Stated task 1 —
In the point placement rows, starting at the first row and ending at the line that contains "[[243, 250], [124, 245]]", swap "white information board" for "white notice board" and give those lines again with nothing else altered.
--- Page extract ---
I think back to when I was at this lowest adult weight that I will be striving for again. It was close to 10 years ago now and I was only there briefly, maybe a few days. And something in my head clicked and gave me ‘a pass’ so to speak to just hang out at this range for a while. I stayed within about 5 lbs of it for maybe 6-8 months before I really started gaining weight back. I had reached this semi-goal and for whatever reason, which I know was psychological and not physiological, I didn’t get past it.
I sometimes wonder if we sabotage ourselves because we’re scared of finding what’s left after we remove the layer of fat that has been insulating us. That all our flaws will finally be really visible when there’s no unusual body size for people to be distracted by and which we can blame things on. That we’ll find people will actually dislike us for just being US and we can’t chalk it up to them not liking us or discriminating against us because we’re fat. Or scared we’ll find that men don’t want to date us anyway and it wasn’t just because we were fat. Or that we were passed up for jobs because we just were and not because we were fat. Or a million other things that we either consciously or subconsciously blame on the fact that we’re fat. We’re scared of removing this layer, announcing to the world ‘THIS IS ME’ and finding ourselves rejected.
And I haven’t even made it anywhere near it, but I’ve already found myself thinking …I’ll just get to the 100lb lost mark and then I’ll stop. I don’t want to lose more weight because then I’ll have really saggy skin and that will make me feel as unattractive as being fat did. I mean, gawd forbid I get down into one-derland! I’d look like an elephant! So there’s my brain ALREADY giving me a pass on reaching an (arguably) healthy weight.
So I’m trying to concentrate on the now and the very near future. The next 5 lbs, not the next 50. I’m trying to not get too wrapped up in ‘what life will be like when…’ and concentrate on making more and doing more with my life now. With my body as it is right now. None of it’s easy and I fail at it on literally an hourly basis.
Thursday, October 31, 2013
Since March my weight has been slowly going down, falling under ‘the yellow line’ on the weight loss report. Sometimes it’s a lot under it and sometimes it was just a little. But since I returned from my trip in early September, that yellow line is now BELOW where my weight loss is. Meaning I will likely not be hitting my goal for the year by New Years.
---
Stated task 2 —
Translate this sentence from the weight-loss blog entry into Spanish: "So I’m trying to concentrate on the now and the very near future."
--- Extracted records ---
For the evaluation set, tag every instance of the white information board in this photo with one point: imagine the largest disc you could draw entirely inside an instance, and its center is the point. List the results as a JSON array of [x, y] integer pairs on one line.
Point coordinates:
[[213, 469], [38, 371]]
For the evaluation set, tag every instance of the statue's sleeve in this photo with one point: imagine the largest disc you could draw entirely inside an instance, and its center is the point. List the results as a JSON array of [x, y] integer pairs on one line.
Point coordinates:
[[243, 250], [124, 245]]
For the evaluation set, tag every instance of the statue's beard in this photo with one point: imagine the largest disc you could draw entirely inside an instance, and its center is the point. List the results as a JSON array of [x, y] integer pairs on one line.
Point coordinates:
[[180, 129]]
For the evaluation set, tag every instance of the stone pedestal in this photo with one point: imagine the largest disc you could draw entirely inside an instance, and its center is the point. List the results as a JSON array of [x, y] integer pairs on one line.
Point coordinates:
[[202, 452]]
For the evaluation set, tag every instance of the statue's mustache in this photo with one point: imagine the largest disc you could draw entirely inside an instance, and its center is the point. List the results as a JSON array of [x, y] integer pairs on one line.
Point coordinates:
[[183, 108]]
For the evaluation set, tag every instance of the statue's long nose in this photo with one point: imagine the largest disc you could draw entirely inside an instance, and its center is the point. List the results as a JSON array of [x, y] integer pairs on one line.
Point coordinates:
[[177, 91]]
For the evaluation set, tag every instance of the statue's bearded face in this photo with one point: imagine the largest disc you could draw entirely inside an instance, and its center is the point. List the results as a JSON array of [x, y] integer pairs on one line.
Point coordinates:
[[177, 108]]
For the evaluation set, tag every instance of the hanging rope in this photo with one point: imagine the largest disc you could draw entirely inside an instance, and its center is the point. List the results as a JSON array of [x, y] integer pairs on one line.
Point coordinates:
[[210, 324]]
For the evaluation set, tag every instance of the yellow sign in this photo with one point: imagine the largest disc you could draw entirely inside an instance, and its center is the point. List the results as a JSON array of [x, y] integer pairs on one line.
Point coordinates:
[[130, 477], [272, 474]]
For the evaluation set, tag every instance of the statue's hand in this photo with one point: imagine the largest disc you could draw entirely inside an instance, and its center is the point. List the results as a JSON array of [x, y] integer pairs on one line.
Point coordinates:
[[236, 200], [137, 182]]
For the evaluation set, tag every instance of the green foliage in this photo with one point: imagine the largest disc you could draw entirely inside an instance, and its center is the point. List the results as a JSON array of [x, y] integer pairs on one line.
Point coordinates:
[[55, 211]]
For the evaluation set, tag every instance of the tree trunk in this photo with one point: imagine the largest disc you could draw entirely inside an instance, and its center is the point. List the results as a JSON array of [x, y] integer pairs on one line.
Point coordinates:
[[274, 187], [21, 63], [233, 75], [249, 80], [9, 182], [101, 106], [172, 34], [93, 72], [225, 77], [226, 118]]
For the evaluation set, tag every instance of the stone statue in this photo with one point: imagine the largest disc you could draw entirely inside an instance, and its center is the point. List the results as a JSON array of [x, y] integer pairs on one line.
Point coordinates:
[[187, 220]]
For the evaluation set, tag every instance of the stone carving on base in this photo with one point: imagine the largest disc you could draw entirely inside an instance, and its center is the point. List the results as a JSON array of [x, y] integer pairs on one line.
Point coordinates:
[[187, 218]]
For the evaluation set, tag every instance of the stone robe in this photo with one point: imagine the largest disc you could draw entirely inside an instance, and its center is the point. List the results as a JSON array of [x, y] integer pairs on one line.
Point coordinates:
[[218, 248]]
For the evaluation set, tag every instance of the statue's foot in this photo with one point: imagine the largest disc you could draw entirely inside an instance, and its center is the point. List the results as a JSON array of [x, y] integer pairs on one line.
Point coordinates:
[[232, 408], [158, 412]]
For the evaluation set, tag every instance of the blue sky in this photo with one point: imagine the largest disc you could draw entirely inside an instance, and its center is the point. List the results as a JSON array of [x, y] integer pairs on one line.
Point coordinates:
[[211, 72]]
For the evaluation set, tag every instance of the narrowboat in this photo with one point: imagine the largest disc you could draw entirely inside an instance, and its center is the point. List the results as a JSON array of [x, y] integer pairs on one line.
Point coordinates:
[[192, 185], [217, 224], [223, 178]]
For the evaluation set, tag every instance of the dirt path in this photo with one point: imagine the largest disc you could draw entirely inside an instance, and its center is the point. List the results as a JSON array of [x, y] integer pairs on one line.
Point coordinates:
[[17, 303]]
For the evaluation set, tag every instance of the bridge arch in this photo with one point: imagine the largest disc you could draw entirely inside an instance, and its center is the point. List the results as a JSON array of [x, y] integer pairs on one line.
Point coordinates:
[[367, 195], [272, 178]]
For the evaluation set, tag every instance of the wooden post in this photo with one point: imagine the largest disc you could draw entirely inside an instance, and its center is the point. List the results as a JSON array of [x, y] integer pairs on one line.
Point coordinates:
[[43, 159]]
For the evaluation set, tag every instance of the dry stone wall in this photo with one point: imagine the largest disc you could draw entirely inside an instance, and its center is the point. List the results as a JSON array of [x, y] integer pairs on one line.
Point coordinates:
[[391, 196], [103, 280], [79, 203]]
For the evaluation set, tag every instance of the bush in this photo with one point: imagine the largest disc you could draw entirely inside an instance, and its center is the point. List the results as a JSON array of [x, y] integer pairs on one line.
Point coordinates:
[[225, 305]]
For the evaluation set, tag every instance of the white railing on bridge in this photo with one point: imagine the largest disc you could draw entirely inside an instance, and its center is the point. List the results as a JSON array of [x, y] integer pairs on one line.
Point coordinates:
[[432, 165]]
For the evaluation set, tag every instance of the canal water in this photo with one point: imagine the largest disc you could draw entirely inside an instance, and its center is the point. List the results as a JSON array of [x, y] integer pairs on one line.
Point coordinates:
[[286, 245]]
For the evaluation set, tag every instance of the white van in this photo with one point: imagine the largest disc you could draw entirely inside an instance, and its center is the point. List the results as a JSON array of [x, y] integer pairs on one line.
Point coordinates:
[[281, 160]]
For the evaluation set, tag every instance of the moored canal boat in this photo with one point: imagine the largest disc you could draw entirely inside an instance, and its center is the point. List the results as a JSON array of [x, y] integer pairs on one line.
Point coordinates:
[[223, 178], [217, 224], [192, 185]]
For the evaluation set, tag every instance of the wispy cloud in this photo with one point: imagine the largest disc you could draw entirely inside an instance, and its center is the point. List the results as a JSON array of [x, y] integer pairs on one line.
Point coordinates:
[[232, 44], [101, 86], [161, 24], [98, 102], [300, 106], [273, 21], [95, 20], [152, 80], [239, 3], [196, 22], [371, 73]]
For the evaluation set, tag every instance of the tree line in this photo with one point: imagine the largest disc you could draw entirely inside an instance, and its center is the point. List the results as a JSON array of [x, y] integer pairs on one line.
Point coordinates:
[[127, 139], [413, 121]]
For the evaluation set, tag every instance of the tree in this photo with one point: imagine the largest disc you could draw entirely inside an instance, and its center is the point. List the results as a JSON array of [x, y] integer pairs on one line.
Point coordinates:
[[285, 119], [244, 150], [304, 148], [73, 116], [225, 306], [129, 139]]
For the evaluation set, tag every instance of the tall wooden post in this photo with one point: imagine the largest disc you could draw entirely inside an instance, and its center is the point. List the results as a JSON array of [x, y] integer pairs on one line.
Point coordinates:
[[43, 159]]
---
Complete response 1 —
For the evaluation set, tag every instance of the white notice board in this photo with one point: imagine the largest disc you could draw entirely inside an instance, and its center is the point. List the results as a JSON array of [x, y] integer pairs on one line.
Point coordinates:
[[213, 469], [38, 371]]
For the evaluation set, tag every instance of the statue's sleeve in this photo with one point: imagine the largest disc you could draw entirely inside an instance, and its center is the point. List the results as a JSON array of [x, y] integer pairs on one line.
Point coordinates:
[[243, 250], [124, 245]]

Complete response 2 —
Así que estoy tratando de concentrarme en el ahora y en el futuro muy cercano.